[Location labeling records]
- - - - - - -
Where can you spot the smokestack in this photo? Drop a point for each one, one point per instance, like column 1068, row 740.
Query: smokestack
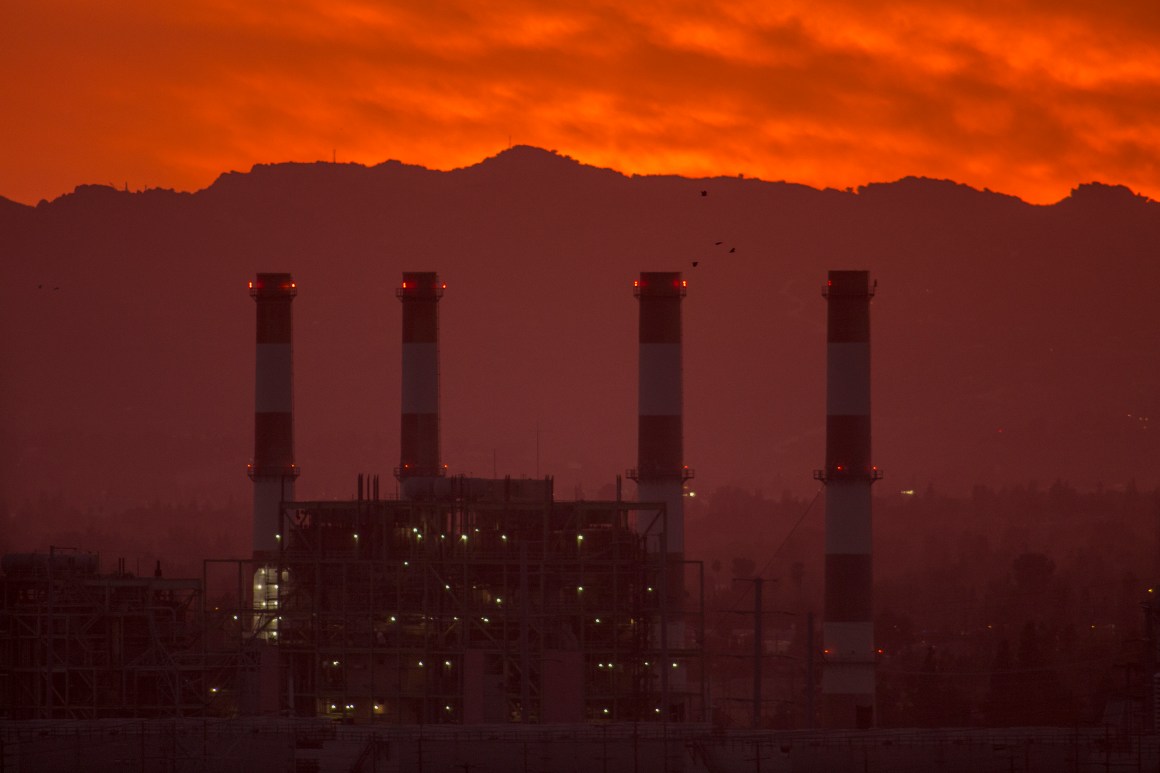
column 419, row 455
column 273, row 469
column 848, row 677
column 660, row 472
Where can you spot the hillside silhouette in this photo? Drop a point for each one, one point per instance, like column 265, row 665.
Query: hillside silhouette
column 1012, row 342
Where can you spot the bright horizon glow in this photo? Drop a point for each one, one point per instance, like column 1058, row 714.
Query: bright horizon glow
column 1023, row 98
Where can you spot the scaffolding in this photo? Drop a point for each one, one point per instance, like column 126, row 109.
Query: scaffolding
column 75, row 644
column 486, row 601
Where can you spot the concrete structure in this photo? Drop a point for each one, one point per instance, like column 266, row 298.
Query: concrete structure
column 273, row 469
column 80, row 644
column 848, row 676
column 661, row 472
column 419, row 441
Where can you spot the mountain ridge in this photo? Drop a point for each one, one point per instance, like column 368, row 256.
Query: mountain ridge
column 1008, row 337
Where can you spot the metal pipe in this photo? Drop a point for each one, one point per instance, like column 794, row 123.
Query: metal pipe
column 848, row 674
column 661, row 472
column 273, row 469
column 419, row 443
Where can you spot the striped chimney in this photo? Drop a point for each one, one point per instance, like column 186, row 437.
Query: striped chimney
column 419, row 455
column 660, row 472
column 273, row 469
column 848, row 677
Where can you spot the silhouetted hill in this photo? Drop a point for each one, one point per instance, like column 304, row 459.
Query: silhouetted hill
column 1012, row 341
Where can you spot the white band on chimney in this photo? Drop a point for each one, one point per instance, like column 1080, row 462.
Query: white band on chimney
column 848, row 395
column 660, row 380
column 420, row 377
column 273, row 387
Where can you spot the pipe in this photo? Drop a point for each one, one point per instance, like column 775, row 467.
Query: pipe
column 848, row 674
column 661, row 472
column 419, row 445
column 273, row 469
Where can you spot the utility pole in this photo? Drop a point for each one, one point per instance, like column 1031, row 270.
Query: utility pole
column 758, row 638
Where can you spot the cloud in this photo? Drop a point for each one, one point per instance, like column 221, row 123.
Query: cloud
column 1028, row 98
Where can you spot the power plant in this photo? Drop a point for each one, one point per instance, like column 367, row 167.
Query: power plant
column 468, row 622
column 848, row 677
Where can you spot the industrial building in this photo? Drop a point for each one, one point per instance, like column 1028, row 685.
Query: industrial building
column 470, row 600
column 464, row 600
column 79, row 644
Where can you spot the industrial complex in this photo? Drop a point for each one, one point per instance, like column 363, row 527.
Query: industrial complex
column 462, row 601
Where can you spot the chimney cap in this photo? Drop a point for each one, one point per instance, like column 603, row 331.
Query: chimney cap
column 660, row 284
column 273, row 284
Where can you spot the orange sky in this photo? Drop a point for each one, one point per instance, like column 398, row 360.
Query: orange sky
column 1028, row 98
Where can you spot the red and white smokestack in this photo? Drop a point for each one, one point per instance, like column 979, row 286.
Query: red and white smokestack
column 848, row 678
column 661, row 472
column 419, row 454
column 273, row 469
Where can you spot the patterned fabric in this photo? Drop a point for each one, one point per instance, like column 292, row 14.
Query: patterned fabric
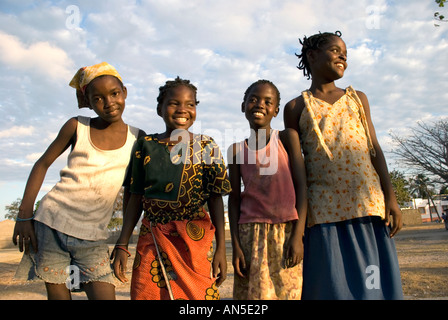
column 86, row 74
column 186, row 250
column 175, row 185
column 267, row 279
column 342, row 182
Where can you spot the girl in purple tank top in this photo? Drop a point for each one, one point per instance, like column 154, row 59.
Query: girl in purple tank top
column 267, row 215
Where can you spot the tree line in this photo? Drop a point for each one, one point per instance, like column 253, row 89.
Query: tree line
column 424, row 152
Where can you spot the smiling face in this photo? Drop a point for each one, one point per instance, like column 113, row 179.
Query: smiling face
column 106, row 96
column 260, row 106
column 330, row 61
column 178, row 108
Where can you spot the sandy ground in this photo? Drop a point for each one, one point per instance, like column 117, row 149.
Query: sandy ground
column 422, row 253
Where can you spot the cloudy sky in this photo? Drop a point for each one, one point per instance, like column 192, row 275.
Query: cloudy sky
column 395, row 54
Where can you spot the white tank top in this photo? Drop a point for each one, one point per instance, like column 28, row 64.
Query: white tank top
column 81, row 203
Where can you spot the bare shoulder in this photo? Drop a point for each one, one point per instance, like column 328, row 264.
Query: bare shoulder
column 289, row 138
column 292, row 112
column 232, row 153
column 295, row 105
column 69, row 128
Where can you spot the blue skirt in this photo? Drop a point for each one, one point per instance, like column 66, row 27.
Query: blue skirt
column 353, row 259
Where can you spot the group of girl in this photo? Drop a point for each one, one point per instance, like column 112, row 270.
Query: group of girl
column 318, row 191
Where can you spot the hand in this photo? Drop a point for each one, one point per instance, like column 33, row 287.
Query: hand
column 397, row 220
column 293, row 252
column 120, row 258
column 25, row 231
column 239, row 263
column 219, row 266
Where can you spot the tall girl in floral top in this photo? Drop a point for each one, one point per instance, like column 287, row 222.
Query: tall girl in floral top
column 174, row 174
column 349, row 253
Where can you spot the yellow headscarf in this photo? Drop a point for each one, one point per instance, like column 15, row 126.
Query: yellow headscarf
column 86, row 74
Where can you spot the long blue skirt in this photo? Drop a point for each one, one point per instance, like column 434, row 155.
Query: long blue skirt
column 354, row 259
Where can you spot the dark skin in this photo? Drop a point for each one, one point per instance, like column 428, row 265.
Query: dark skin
column 261, row 106
column 327, row 65
column 178, row 111
column 106, row 96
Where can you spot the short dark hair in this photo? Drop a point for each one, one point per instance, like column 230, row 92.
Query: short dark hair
column 170, row 84
column 312, row 43
column 262, row 81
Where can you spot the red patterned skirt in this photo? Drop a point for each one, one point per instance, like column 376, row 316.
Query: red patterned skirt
column 186, row 250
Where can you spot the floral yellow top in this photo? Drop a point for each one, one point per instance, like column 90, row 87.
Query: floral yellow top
column 342, row 182
column 176, row 184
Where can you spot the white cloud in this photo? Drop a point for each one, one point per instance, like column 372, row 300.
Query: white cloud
column 46, row 59
column 222, row 47
column 16, row 132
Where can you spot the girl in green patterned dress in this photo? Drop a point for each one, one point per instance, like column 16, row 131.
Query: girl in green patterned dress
column 174, row 175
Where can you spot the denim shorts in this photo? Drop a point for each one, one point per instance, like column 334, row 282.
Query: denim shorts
column 61, row 258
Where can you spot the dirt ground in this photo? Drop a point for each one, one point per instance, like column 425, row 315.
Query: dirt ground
column 422, row 253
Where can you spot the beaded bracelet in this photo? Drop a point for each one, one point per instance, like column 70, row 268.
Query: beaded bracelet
column 123, row 248
column 25, row 219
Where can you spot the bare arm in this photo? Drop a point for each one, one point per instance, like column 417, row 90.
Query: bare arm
column 239, row 263
column 379, row 163
column 294, row 249
column 131, row 216
column 216, row 208
column 25, row 230
column 292, row 112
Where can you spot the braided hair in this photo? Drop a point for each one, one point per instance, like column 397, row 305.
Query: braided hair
column 262, row 81
column 312, row 43
column 170, row 84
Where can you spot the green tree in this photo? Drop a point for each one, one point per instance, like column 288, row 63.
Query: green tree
column 420, row 187
column 425, row 149
column 13, row 209
column 401, row 187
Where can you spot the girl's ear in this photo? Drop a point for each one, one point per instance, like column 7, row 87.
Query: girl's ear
column 311, row 55
column 277, row 109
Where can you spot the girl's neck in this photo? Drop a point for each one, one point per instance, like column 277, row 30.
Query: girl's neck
column 100, row 124
column 322, row 87
column 260, row 136
column 175, row 136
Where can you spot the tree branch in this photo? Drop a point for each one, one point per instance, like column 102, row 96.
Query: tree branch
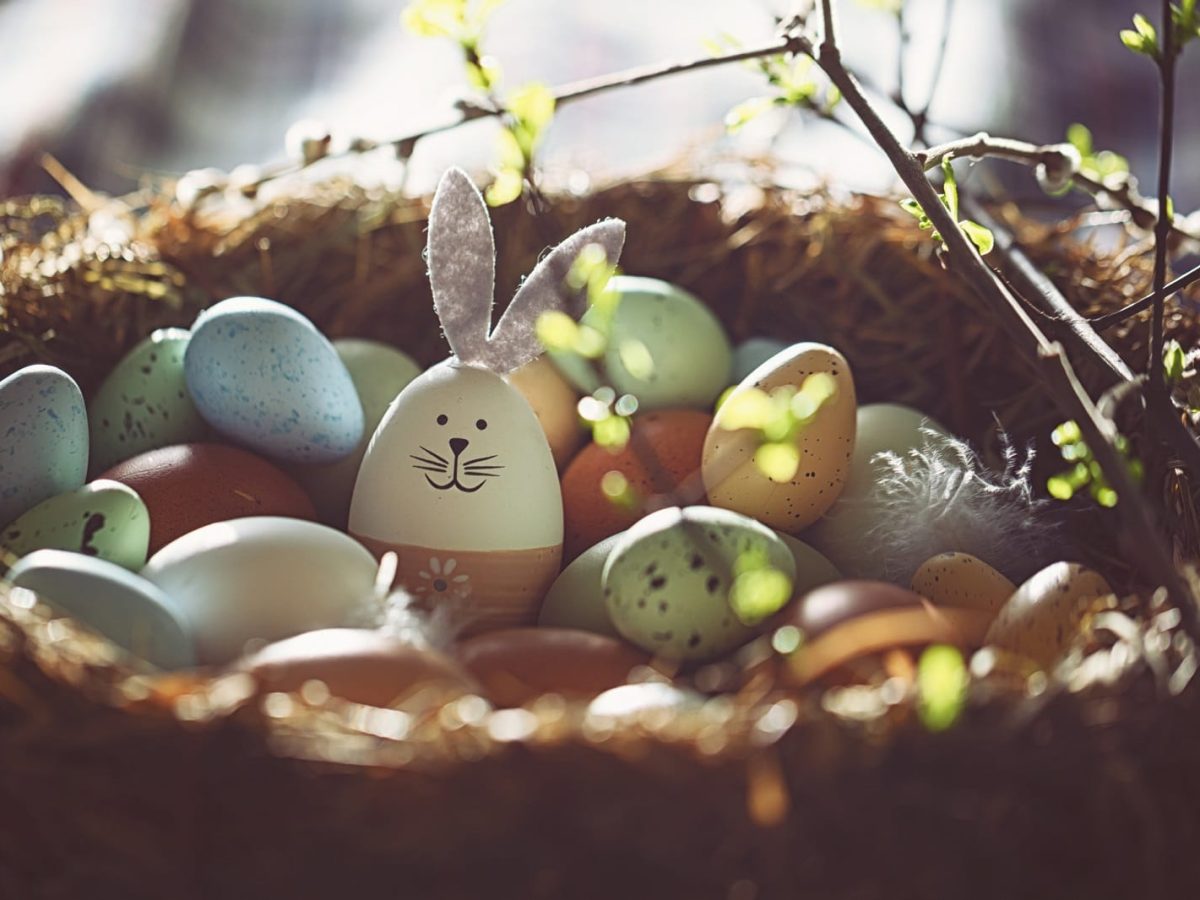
column 1151, row 556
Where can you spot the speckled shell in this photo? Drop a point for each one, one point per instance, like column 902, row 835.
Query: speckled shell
column 103, row 519
column 963, row 580
column 144, row 403
column 826, row 445
column 1043, row 617
column 43, row 438
column 379, row 373
column 261, row 373
column 263, row 579
column 669, row 579
column 576, row 598
column 123, row 606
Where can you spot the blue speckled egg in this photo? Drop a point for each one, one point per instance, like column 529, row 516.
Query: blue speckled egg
column 261, row 373
column 43, row 438
column 124, row 607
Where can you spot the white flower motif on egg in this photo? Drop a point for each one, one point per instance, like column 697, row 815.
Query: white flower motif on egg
column 439, row 579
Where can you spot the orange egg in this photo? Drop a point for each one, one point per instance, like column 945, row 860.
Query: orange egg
column 661, row 456
column 517, row 665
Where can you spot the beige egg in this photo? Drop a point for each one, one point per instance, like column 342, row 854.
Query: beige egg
column 1043, row 617
column 556, row 405
column 963, row 580
column 735, row 481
- - - - - - -
### PROBLEM DETAILS
Above are the records; copy exactly the lines from the one with "Where can you spot the blue speckled" through the final line.

### EXERCISE RESULT
Where can you spot the blue speckled egg in this photo? Drop a point for each one, one point per instance, like column 529, row 516.
Query: blue speckled egg
column 261, row 373
column 43, row 438
column 124, row 607
Where can you spot the white flower motif on egg in this photo? Drop a point for each one, one point per instance, like column 697, row 815.
Query: white flower motif on egg
column 439, row 579
Where can you spot the orange egg in this photo? Drop a point for each one, one point per instance, like column 945, row 860.
Query: orange egg
column 661, row 456
column 517, row 665
Where can you spot the beige egg in this photo? Drop a point for each one, one point per instance, like column 342, row 854.
Query: beige egg
column 1043, row 617
column 556, row 405
column 963, row 580
column 735, row 481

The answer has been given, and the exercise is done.